Recast all of the records below as a Markdown table with two columns, Row and Line. Number each row in sequence and omit blank lines.

Information provided:
start

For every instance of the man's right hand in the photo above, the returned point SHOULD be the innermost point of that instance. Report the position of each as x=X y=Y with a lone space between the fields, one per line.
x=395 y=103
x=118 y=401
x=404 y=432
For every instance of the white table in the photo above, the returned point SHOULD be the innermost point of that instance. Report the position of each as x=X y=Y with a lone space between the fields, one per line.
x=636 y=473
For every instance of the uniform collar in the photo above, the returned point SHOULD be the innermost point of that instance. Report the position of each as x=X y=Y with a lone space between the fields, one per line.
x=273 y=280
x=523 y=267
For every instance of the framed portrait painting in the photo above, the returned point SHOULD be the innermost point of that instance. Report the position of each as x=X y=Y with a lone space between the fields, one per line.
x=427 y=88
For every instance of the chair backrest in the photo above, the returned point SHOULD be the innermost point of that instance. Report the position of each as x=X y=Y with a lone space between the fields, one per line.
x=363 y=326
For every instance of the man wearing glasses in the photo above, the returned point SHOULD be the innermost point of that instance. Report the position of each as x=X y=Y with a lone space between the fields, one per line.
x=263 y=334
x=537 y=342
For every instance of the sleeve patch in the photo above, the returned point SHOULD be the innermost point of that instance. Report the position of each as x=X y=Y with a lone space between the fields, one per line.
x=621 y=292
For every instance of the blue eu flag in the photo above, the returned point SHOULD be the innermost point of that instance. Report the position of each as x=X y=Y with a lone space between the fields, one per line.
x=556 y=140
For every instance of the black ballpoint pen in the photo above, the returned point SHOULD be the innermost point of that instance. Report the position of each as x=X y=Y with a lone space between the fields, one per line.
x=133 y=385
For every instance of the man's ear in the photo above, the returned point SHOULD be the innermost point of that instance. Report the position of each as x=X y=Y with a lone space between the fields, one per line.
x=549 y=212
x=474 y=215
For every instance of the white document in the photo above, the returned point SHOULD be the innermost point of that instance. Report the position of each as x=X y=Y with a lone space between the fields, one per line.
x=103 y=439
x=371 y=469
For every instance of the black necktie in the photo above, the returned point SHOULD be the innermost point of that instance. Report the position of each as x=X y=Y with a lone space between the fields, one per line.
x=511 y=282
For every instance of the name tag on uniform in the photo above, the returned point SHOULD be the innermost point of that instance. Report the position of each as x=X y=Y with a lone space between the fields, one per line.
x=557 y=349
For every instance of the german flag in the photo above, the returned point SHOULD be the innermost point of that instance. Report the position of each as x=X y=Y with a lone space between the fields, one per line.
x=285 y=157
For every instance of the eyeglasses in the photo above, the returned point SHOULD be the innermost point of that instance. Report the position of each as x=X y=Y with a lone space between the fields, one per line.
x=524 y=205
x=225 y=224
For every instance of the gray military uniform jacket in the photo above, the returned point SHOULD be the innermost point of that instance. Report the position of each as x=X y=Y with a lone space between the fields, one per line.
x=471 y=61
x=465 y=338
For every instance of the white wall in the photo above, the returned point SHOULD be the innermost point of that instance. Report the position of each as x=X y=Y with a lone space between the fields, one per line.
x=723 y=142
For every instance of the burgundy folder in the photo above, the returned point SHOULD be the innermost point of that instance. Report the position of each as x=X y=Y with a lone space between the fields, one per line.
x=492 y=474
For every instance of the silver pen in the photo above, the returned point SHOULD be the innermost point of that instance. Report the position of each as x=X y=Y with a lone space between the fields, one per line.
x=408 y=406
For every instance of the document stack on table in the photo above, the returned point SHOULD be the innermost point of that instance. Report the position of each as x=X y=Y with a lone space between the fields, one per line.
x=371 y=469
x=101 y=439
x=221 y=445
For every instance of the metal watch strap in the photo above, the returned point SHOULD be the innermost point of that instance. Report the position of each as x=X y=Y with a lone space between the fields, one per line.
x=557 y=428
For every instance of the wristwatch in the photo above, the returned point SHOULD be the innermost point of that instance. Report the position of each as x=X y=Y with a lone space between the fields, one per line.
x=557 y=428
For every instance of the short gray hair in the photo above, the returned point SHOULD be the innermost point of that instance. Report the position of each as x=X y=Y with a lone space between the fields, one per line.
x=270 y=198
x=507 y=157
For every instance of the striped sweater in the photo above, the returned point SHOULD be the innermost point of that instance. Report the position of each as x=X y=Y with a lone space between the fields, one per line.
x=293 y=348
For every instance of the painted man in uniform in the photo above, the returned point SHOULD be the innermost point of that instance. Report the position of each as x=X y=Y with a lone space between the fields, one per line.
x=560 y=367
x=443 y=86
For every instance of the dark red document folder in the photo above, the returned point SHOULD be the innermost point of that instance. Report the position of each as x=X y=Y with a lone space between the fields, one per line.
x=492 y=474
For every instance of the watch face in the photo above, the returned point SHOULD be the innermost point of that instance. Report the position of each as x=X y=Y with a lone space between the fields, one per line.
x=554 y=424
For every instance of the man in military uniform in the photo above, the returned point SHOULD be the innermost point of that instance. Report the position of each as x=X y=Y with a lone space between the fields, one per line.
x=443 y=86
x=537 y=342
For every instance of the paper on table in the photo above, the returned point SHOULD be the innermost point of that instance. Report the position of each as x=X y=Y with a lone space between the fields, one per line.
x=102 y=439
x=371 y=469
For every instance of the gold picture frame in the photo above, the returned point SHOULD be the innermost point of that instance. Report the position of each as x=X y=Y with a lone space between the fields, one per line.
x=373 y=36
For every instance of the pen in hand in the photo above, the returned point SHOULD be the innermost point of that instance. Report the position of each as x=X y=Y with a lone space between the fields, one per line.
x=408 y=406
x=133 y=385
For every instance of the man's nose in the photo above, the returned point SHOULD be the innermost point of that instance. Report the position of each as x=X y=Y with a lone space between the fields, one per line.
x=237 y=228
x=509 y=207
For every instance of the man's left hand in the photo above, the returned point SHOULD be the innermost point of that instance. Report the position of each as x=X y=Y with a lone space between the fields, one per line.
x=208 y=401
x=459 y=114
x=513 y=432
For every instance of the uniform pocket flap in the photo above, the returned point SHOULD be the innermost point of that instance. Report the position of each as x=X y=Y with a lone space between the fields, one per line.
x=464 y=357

end

Full solution:
| Row | Line |
|---|---|
| 1 | For every instance of the man's right hand in the photo above, the returned point SHOULD be the innermost point of that instance. Report the position of each as x=X y=Y with a lone space between the fields, one per line. |
| 2 | x=395 y=103 |
| 3 | x=118 y=401 |
| 4 | x=404 y=432 |
| 5 | For every instance of the white table in the photo above, the returned point SHOULD be the innermost point of that instance. Report the position of each as x=X y=Y with a lone space between the fields, one per line. |
| 6 | x=636 y=473 |
| 7 | For every instance of the uniform collar in the photo above, the returned point SHOULD be the innermost point of that instance. Report the position of each as x=X y=Y with a lone space between the fields, one per line. |
| 8 | x=273 y=280 |
| 9 | x=523 y=267 |
| 10 | For every instance of the framed portrait painting in the photo above, the returned point SHOULD be the innermost point of that instance. Report the position of each as x=X y=Y with a lone space between the fields, one per line. |
| 11 | x=427 y=88 |
| 12 | For every instance of the chair backrest in the photo above, the returned point SHOULD be the innermost point of that instance. Report the position of each as x=X y=Y with a lone space between the fields, one per line. |
| 13 | x=363 y=326 |
| 14 | For every instance of the man wearing glasses in the photo above, the returned point SHOULD be the innermost point of that instance. Report the position of each as x=X y=Y with a lone space between the fields, one per line. |
| 15 | x=263 y=334 |
| 16 | x=537 y=342 |
| 17 | For every instance of the sleeve patch in the photo above, the returned point SHOULD be the innermost point of that instance. Report the position of each as x=X y=Y with a lone space between the fields, one per line. |
| 18 | x=621 y=292 |
| 19 | For every instance of the blue eu flag in the photo above, the returned point SHOULD be the innermost point of that instance. Report the position of each as x=X y=Y with a lone space between the fields, one per line. |
| 20 | x=556 y=140 |
| 21 | For every instance of the black ballpoint pen in the photo above, the returned point SHOULD be the innermost point of that instance. Report the position of each as x=X y=Y with a lone space between the fields, one per line. |
| 22 | x=133 y=385 |
| 23 | For every instance of the man's ear in the photo above, the returned point SHOULD be the innermost point of that instance. Report the position of each as x=X y=Y with a lone space between the fields, one per line. |
| 24 | x=549 y=212 |
| 25 | x=474 y=215 |
| 26 | For every instance of the white document in the photo above, the returned point SHOULD be the innermost point of that instance. Report the position of each as x=X y=Y with a lone space between the fields, one per line. |
| 27 | x=103 y=439 |
| 28 | x=371 y=469 |
| 29 | For every instance of the black necktie in the photo above, the returned point SHOULD be the innermost point of that instance. Report the position of each as x=X y=Y with a lone space between the fields, one per line. |
| 30 | x=511 y=282 |
| 31 | For every instance of the name tag on uniform in the photo above, the returned point SHOULD be the innermost point of that instance. Report the position of each as x=X y=Y with a lone space between the fields, one per line. |
| 32 | x=557 y=349 |
| 33 | For every instance of the german flag in the photo above, the returned point SHOULD be the innermost point of that instance. Report the position of each as x=X y=Y with a lone space between the fields, one per line. |
| 34 | x=285 y=157 |
| 35 | For every instance of the eyeglasses in the photo above, the returned point SHOULD be the innermost point of that instance. Report the position of each as x=X y=Y with a lone space between the fields, one per line. |
| 36 | x=524 y=205 |
| 37 | x=225 y=224 |
| 38 | For every instance of the gray military uniform jacket in the photo above, the returned point SHOULD be the innermost point of that instance. Report the position of each as x=X y=Y with a lone space between the fields, one per line. |
| 39 | x=471 y=61 |
| 40 | x=465 y=338 |
| 41 | For every instance of the white wall in the photo above, the returned point SHOULD be the innermost point of that instance. Report the position of each as x=X y=Y with a lone space between the fields, one per line. |
| 42 | x=723 y=142 |
| 43 | For every instance of the burgundy folder in the photo above, the returned point SHOULD be the innermost point of that instance. Report the position of each as x=X y=Y with a lone space between the fields, one per line. |
| 44 | x=492 y=474 |
| 45 | For every instance of the silver pen in the photo above, the returned point SHOULD be the innermost point of that instance. Report the position of each as x=X y=Y with a lone space between the fields, one per line. |
| 46 | x=408 y=406 |
| 47 | For every instance of the document stack on table in the photo above, the returned point SHOULD be the innermost point of that instance. Report the position of each as x=X y=Y with a lone space between the fields, one per line. |
| 48 | x=371 y=469 |
| 49 | x=101 y=439 |
| 50 | x=221 y=445 |
| 51 | For every instance of the metal watch strap in the photo above, the returned point SHOULD be the innermost point of that instance. Report the position of each as x=X y=Y with a lone space between the fields, one per line. |
| 52 | x=557 y=428 |
| 53 | For every instance of the wristwatch in the photo above, the returned point SHOULD be the innermost point of that instance. Report the position of each as x=X y=Y with a lone space between the fields, one per line. |
| 54 | x=557 y=428 |
| 55 | For every instance of the short gray hair in the photo above, the returned point SHOULD be the innermost point of that instance. Report the position of each as x=X y=Y with a lone space between the fields, one per line. |
| 56 | x=270 y=198 |
| 57 | x=507 y=157 |
| 58 | For every instance of the striped sweater in the photo above, the returned point SHOULD be the innermost point of that instance. Report the position of each as x=X y=Y with a lone space between the fields, one per line. |
| 59 | x=293 y=348 |
| 60 | For every instance of the painted man in uniform in the photo above, the returned point SHOULD be the innermost point of that instance. Report the position of each as x=X y=Y with a lone space between the fields, one per line. |
| 61 | x=560 y=367 |
| 62 | x=443 y=86 |
| 63 | For every instance of the dark red document folder in the photo above, the returned point SHOULD be the innermost point of that instance. Report the position of each as x=X y=Y with a lone space between the fields, one per line. |
| 64 | x=492 y=474 |
| 65 | For every instance of the watch face in the photo above, the returned point SHOULD be the innermost point of that instance. Report the position of each as x=X y=Y with a lone space between the fields, one per line. |
| 66 | x=554 y=424 |
| 67 | For every instance of the man in military uniform in the photo above, the returned point SHOULD be the innermost point of that instance. Report the position of each as x=X y=Y with a lone space between the fields, one per line. |
| 68 | x=443 y=86 |
| 69 | x=537 y=342 |
| 70 | For every instance of the paper on table in the photo above, the returned point SHOULD be the innermost point of that instance. Report the position of each as x=X y=Y with a lone space between the fields, one per line. |
| 71 | x=102 y=439 |
| 72 | x=371 y=469 |
| 73 | For every instance of the gold picture frame in the photo above, the returned point SHOULD be the innermost point of that instance. Report the position of each as x=X y=Y with a lone space between the fields, one per line. |
| 74 | x=373 y=36 |
| 75 | For every instance of the pen in hand in the photo above, the returned point SHOULD be the innermost point of that instance. Report the position of each as x=X y=Y with a lone space between the fields, one per line. |
| 76 | x=408 y=406 |
| 77 | x=133 y=385 |
| 78 | For every instance of the man's nose in the photo above, the returned point SHOULD be the innermost point of that instance. Report the position of each as x=X y=Y with a lone space between the fields, one per line. |
| 79 | x=237 y=228 |
| 80 | x=509 y=207 |
| 81 | For every instance of the man's left hand in the photo above, the returned point SHOULD be the innermost point of that instance. Report the position of each as x=X y=Y with a lone space between the fields, one per line. |
| 82 | x=208 y=401 |
| 83 | x=459 y=114 |
| 84 | x=513 y=432 |
| 85 | For every instance of the uniform pocket flap in the photo above, the returned point SHOULD be the innermost point of that instance. Report the position of each as x=X y=Y with a lone space between the fields, one per line. |
| 86 | x=464 y=357 |